● DOCUMENT EXCERPT
>> START
So, I began a month-long blackout to test whether my regular news consumption – largely negative – was exacerbating anxious or depressed emotions. I turned off phone notifications, unsubscribed from newsletters, hid social media accounts and actively avoided social situations

The latter was by far the biggest feat. I felt unable to participate in conversations and, despite receiving wholehearted support from everyone around me, was ashamed of undertaking a seemingly selfish act when the world was in turmoil. Brexit was evolving, Greta Thunberg was fighting climate change and I had turned a blind eye.

I worried non-stop that others would judge me for ignorance or misinterpret my blackout for not caring

It was the London Bridge attack that gave gravitas to my decision. I was out of the country at the time and overheard a stranger talking about it, saying they’d been worried for their brother’s safety, especially as people had been killed. My heart sank. I had to ask what had happened (by this point, it was a few days post event) and felt lucky that my friends and family were safe, too. I’m not sure I would have forgiven myself otherwise.

Within days my anxiety conflated with frustration. One day I was pre-empting death, the next I struggled to make basic plans. I avoided tubes and walked for up to an hour between meetings in case everyone else had been warned of terrorist alerts that I hadn’t, or there were strikes that would throw me off. And have you ever tried to plan an outfit without weather forecasts?

Trivialities aside, it was social anxiety that prevailed. I worried non-stop that others would judge me for ignorance or misinterpret my blackout for not caring, and felt isolated from trying to avoid headlines – I removed myself from various WhatsApp groups and I’m sure my friends met up a few times without me.
>> END
● DATASET ENTRIES
>> START
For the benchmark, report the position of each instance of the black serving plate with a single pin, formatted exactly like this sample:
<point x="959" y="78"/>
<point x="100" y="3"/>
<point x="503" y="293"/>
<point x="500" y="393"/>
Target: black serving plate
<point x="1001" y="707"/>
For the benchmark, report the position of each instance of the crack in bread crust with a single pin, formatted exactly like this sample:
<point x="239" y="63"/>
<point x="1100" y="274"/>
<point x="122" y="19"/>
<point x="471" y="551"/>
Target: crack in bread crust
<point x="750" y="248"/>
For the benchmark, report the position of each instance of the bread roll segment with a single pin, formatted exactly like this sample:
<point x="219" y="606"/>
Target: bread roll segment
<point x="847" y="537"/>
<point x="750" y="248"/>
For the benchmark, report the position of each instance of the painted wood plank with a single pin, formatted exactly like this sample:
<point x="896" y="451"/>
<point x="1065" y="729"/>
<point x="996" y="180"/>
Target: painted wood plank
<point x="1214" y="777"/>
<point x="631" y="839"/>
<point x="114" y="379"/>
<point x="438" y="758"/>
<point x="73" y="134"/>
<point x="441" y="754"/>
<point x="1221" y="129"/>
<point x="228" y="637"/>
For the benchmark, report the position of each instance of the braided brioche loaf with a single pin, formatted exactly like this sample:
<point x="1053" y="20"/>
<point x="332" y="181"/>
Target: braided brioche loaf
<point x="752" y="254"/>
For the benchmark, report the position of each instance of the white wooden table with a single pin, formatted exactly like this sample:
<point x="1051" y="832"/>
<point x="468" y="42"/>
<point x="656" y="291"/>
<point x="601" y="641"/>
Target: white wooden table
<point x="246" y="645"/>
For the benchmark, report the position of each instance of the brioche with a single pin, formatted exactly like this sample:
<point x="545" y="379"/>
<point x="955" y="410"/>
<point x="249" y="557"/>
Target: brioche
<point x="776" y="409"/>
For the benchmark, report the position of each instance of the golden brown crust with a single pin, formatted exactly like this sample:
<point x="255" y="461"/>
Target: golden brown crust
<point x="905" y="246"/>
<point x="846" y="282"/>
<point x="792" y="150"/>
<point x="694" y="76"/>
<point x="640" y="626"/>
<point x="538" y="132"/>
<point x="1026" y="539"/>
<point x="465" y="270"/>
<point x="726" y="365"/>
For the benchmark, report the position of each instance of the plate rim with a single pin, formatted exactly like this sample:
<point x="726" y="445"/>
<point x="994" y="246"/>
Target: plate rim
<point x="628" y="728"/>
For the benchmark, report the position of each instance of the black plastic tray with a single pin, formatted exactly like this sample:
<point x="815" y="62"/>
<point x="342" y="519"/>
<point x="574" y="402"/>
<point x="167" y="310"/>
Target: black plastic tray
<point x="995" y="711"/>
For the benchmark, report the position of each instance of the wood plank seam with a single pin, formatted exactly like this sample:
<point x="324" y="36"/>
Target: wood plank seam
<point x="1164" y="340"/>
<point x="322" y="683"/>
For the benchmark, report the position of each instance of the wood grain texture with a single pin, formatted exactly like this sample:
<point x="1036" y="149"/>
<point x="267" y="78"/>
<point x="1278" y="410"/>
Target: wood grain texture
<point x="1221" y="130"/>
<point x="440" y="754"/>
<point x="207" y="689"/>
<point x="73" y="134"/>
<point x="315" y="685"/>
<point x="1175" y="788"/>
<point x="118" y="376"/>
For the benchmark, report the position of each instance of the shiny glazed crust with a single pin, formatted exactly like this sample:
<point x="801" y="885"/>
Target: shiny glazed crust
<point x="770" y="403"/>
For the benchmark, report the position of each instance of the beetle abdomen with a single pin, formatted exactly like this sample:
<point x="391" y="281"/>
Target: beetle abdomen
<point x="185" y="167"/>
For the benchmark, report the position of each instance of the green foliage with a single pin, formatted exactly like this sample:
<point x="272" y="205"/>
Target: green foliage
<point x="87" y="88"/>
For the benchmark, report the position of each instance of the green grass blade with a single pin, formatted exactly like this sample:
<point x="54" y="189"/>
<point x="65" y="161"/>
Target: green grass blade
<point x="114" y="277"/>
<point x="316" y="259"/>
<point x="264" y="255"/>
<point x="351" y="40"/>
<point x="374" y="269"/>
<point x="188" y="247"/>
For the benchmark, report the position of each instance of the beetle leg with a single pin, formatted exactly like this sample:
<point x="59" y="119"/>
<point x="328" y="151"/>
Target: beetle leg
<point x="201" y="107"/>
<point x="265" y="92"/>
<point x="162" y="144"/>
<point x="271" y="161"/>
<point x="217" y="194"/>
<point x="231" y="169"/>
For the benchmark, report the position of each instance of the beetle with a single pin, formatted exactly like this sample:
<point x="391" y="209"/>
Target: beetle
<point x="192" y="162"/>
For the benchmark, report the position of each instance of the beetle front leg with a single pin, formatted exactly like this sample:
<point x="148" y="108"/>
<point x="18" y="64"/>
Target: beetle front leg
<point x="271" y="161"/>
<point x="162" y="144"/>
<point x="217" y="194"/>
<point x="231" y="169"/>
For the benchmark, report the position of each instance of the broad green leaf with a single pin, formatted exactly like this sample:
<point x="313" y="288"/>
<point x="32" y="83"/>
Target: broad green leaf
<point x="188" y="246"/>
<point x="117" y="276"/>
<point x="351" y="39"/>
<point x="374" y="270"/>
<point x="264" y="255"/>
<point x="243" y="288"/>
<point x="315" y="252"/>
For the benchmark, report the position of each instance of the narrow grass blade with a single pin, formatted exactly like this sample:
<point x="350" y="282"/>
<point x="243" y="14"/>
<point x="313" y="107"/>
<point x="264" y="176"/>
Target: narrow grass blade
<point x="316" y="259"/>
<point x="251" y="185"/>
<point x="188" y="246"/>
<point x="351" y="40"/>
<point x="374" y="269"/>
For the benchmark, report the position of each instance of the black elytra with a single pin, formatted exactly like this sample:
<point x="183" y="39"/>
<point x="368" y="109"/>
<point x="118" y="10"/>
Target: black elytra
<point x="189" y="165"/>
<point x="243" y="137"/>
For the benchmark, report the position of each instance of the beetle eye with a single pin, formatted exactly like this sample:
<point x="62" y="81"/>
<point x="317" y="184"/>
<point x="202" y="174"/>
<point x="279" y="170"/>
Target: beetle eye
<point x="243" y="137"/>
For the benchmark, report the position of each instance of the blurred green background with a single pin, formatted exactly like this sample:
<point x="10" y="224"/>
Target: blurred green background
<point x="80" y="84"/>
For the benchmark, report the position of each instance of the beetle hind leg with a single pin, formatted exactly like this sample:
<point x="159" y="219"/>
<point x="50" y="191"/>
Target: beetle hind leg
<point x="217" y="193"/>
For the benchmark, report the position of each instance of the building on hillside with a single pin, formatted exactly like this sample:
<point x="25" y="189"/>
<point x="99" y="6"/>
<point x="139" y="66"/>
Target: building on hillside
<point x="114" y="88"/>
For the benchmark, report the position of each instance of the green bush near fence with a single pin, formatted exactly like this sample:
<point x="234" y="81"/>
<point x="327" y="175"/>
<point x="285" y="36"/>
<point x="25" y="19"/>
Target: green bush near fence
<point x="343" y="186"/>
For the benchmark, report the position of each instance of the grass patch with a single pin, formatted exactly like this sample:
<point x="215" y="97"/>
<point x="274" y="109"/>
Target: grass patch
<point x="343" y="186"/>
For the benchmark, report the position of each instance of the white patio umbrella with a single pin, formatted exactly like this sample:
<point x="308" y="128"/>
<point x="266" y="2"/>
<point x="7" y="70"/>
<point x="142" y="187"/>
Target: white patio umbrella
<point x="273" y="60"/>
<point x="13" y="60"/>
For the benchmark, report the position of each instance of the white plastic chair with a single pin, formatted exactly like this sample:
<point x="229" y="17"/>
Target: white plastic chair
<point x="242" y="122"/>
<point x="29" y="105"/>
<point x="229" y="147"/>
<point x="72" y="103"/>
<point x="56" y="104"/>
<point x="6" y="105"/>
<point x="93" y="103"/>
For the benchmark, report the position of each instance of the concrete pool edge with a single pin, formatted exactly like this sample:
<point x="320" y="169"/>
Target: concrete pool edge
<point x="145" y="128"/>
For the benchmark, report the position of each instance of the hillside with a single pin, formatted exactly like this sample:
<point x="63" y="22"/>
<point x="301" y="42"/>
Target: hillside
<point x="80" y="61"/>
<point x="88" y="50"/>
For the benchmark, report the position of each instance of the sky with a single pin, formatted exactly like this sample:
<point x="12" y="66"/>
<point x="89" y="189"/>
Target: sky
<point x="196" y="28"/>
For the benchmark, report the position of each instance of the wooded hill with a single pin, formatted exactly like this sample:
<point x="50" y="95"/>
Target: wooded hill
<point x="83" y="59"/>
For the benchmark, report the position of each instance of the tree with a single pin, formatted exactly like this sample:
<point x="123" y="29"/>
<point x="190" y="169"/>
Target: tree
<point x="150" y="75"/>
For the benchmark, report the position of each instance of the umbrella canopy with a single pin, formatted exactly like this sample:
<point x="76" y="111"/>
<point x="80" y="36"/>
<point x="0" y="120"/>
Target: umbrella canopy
>> END
● WHAT YOU WILL DO
**a.** List each step the month-long news blackout passage names as part of starting the blackout.
**b.** Continue the passage about the month-long news blackout from its final sentence.

● EXPECTED RESPONSES
**a.**
- Turned off phone notifications
- Unsubscribed from newsletters
- Hid social media accounts
- Actively avoided social situations

**b.**
Meanwhile, my sister had moved to Sydney and it seemed as though the Australian bushfire crisis was all anyone could talk about. Besides praying she was safe, all I could think about was how selfish I must have seemed. I attempted to quash this by calling her (and every friend I felt distanced from) as much as possible, but small chat only goes so far.

Needless to say, my ban-lift couldn’t come quick enough and I savagely read/watched/listened to anything and everything as though my life depended on it. Such bingeing supports the theory that ‘the news is to the mind what sugar is to the body’ – ie addictive – but since sugar has no long-term benefit, I’m not sure this is true.

What I do know, however, is that the news provides us with vital information to go about life safely and effectively. I know that without it, I felt neither happier nor less anxious.

Information is a commodity we are privileged to have, but it’s fair to say it’s also an enabler we have come to rely on within day-to-day-life, so it’s important to strike a balance that doesn’t impact on our mental health or independence.

Now, I limit myself to checking around 10 times a day, which gives me everything I need to function in daily life as well as an awareness of what’s going on in the world. Safe to say, I won’t be following in my mum’s footsteps and going cold turkey again anytime soon.